Have fun with herms buddy!!!


To think you can hit any plant and make fem beans is highlarious!!


----------



## The Hemp Goddess (Apr 5, 2013)

If making fem seeds was that easy and foolproof, everyone would be doing it.  Breeders grow hundreds of plants to find suitable candidates to make fem seeds.  And even then with all the controls they (hopefully) use, we still get a fair number of hermies from fem seeds.  I can see that we are not going to talk you out of it, but I am also one who believes it is a bad idea.  I believe that amateurs attempting to make fem seeds and people planting known hermy seeds are creating a proliferation of hermies.  Years ago, I never saw a hermy.

Also, take everything that you see and hear on the internet with a grain of salt.  Anyone can say they have had great success without any kind of proof at all.  In fact, most people will claim success even if failing when it comes to something like this on the internet.


----------



## trillions of atoms (Apr 5, 2013)

Double post


----------



## Kill a Watt (Apr 5, 2013)

"Also, take everything that you see and hear on the internet with a grain of salt." 

this is why i try for myself. if i fail, its a lesson learned. it's ALL GOOD with me. they have that saying.. "live and learn" 

anyhow, time for another update. gotta find the charger again lol


----------



## trillions of atoms (Apr 5, 2013)

Yup... Agreed.   Also  "live and let live..."


Worse thing that will happen is you seed everything in the flowering room with hermi genetics.


----------



## Kill a Watt (Apr 5, 2013)

lol you are something else atom

plants are getting wider and taller. i've never seen black hairs before.


----------



## Kill a Watt (Apr 5, 2013)

tryin a technique to improve yield from the forums. so far so good


----------



## Kill a Watt (Apr 5, 2013)

sorry for the boring angle of pix. the room is small and i hung the lights in the middle of the room. my back is against the wall when i'm taking em from the side views hence the canopy pix majority of the time.


----------



## SuperCanadianFatman (Apr 6, 2013)

I love this feed, I started reading the other day and just finished and am up to date. This seems awesome  imagine a light box of all leds o.o. 

But your ladies look lovely!


----------



## Kill a Watt (Apr 6, 2013)

found a technique on another forum. applying it to this grow. so far so good.

**What the task requires:**
Please summarize the forum thread in two sentences.

**Data shown:**
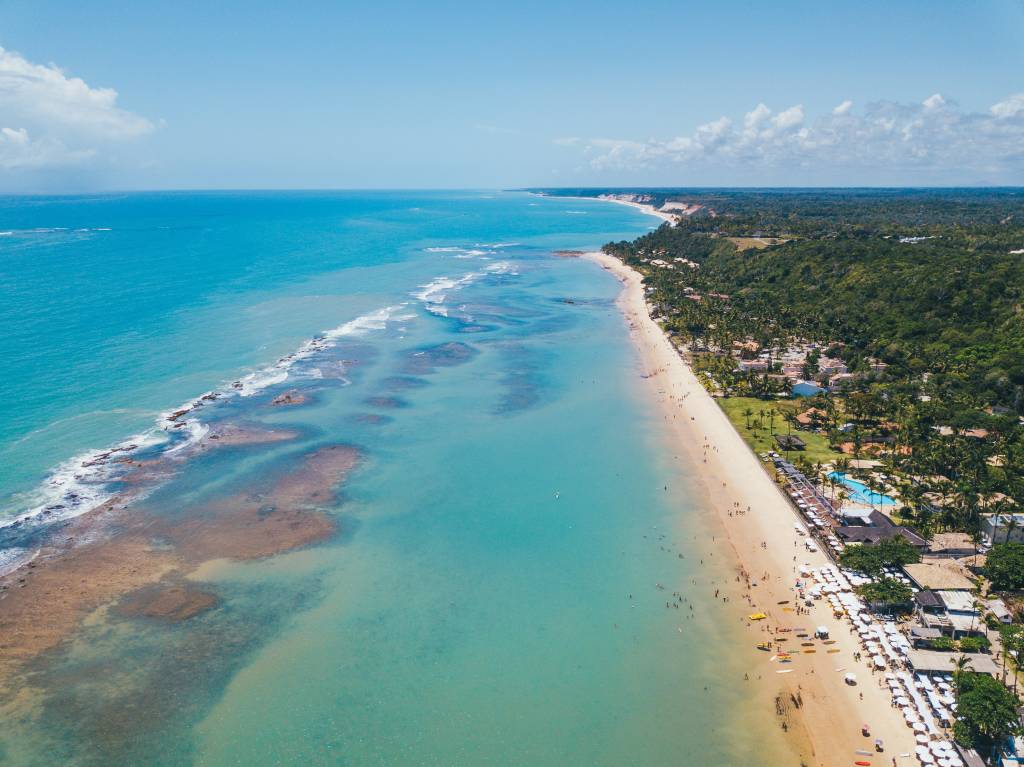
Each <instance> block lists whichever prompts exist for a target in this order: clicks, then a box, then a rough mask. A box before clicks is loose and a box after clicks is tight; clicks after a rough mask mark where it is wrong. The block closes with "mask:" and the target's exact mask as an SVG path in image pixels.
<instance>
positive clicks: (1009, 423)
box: [549, 189, 1024, 534]
mask: <svg viewBox="0 0 1024 767" xmlns="http://www.w3.org/2000/svg"><path fill="white" fill-rule="evenodd" d="M549 194H554V193H549ZM557 194H571V195H574V196H595V197H596V196H599V195H618V196H621V195H632V196H637V198H638V199H639V201H641V202H647V203H649V204H651V205H654V206H655V207H660V205H663V204H664V203H665V202H666V201H678V202H685V203H687V204H690V205H697V206H700V208H699V210H697V211H696V212H693V213H691V214H690V215H688V216H680V220H679V222H678V224H677V225H675V226H671V225H669V224H665V225H663V226H660V227H659V228H658V229H656V230H654V231H651V232H650V233H648V235H645V236H644V237H641V238H639V239H638V240H635V241H633V242H621V243H611V244H608V245H606V246H605V248H604V250H605V251H606V252H608V253H610V254H612V255H615V256H617V257H620V258H622V259H623V260H624V261H625V262H627V263H629V264H630V265H631V266H633V267H635V268H637V269H638V270H640V271H641V272H642V273H643V274H644V280H645V285H646V286H647V292H648V301H649V302H650V303H651V304H652V306H653V307H654V309H655V313H656V314H658V315H659V316H660V317H662V322H663V325H664V326H665V328H666V330H667V331H668V332H669V333H670V334H672V335H673V336H674V337H676V338H677V340H678V341H679V342H680V343H682V344H685V346H686V347H687V348H688V349H689V350H690V351H691V352H701V353H702V355H701V356H700V358H699V359H698V360H697V361H698V366H699V367H698V369H700V370H705V371H709V372H711V373H713V374H714V377H715V379H716V381H717V385H718V386H719V387H720V388H721V389H723V390H724V392H725V393H726V394H727V395H730V396H732V395H745V396H758V397H762V398H766V399H767V398H771V397H772V396H777V395H778V392H779V390H780V386H782V387H784V382H783V383H782V384H779V383H778V382H777V379H778V378H781V377H780V376H777V375H776V376H769V375H767V374H766V375H756V374H753V373H749V372H748V373H745V374H744V373H740V372H738V371H737V361H738V358H737V357H738V356H739V355H738V354H737V353H736V344H737V343H744V342H754V343H755V344H756V348H759V349H761V350H765V349H774V350H778V349H785V348H786V347H787V346H790V345H793V344H796V343H809V342H813V343H816V344H818V345H820V348H821V351H820V354H822V355H827V356H828V357H831V358H839V359H842V360H843V361H844V363H845V365H846V367H847V369H848V371H849V372H850V374H852V375H850V376H848V377H847V380H844V382H843V385H842V386H836V385H833V386H829V387H828V388H827V390H826V391H825V392H824V393H823V394H821V395H820V396H817V397H815V398H814V399H813V400H811V401H809V404H810V406H814V407H818V408H820V410H821V411H822V413H824V414H826V415H825V416H823V420H824V421H825V423H824V424H823V428H822V431H825V432H827V434H828V437H829V440H830V441H831V442H834V443H836V444H838V443H839V442H841V441H843V440H845V439H849V438H850V437H848V436H843V435H841V434H840V433H839V432H838V431H837V429H838V428H839V427H840V426H841V425H842V424H843V423H846V424H847V427H849V425H850V423H851V422H852V424H853V426H854V433H855V435H856V436H855V437H854V438H855V439H856V440H857V442H858V444H857V448H856V450H857V453H858V455H857V457H858V458H859V457H860V455H859V451H860V448H861V445H860V441H861V438H862V437H861V435H863V440H864V441H868V440H869V439H870V438H876V439H879V438H884V439H888V440H890V444H889V446H888V450H887V451H885V452H883V453H882V454H878V453H876V454H872V457H874V458H881V459H883V460H884V462H885V470H886V472H888V474H887V475H886V476H887V478H888V480H889V481H890V486H892V487H896V486H898V488H899V495H900V497H901V499H902V501H903V503H904V504H905V506H904V508H903V510H902V511H903V516H904V520H905V521H908V522H911V523H914V524H916V526H918V527H919V528H920V529H922V530H923V531H925V532H926V534H927V532H931V531H934V530H935V529H940V528H958V529H967V530H971V531H974V530H976V529H977V525H978V520H979V516H978V515H979V514H980V513H983V512H985V511H995V510H1008V511H1009V510H1019V509H1020V504H1021V503H1024V483H1022V474H1024V427H1022V425H1021V420H1020V417H1021V415H1024V190H1021V189H985V190H973V189H945V190H934V189H883V190H879V189H853V190H849V189H843V190H828V189H814V190H810V189H804V190H785V191H780V190H738V189H737V190H728V189H726V190H722V189H714V190H699V189H696V190H681V189H677V190H673V189H571V190H569V189H566V190H559V191H558V193H557ZM769 238H770V240H769ZM778 240H782V241H784V242H779V241H778ZM683 259H685V260H683ZM694 264H695V265H694ZM818 354H819V352H817V351H815V352H813V353H812V355H811V357H809V360H808V361H809V363H813V361H815V359H816V357H817V355H818ZM812 367H813V366H812ZM776 369H777V366H774V367H773V368H772V370H773V371H775V370H776ZM808 373H810V372H808ZM769 378H774V379H776V381H775V382H772V381H769Z"/></svg>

**Output for this exercise:**
The Hemp Goddess argues that making feminized seeds is neither easy nor foolproof, blames amateur attempts and planted hermy seeds for a spread of hermies, and advises taking internet success claims with a grain of salt. Kill a Watt answers that trying things firsthand turns any failure into a lesson learned, then reports that the plants are getting wider and taller under a yield technique from another forum and explains that the small room limits most pictures to canopy views.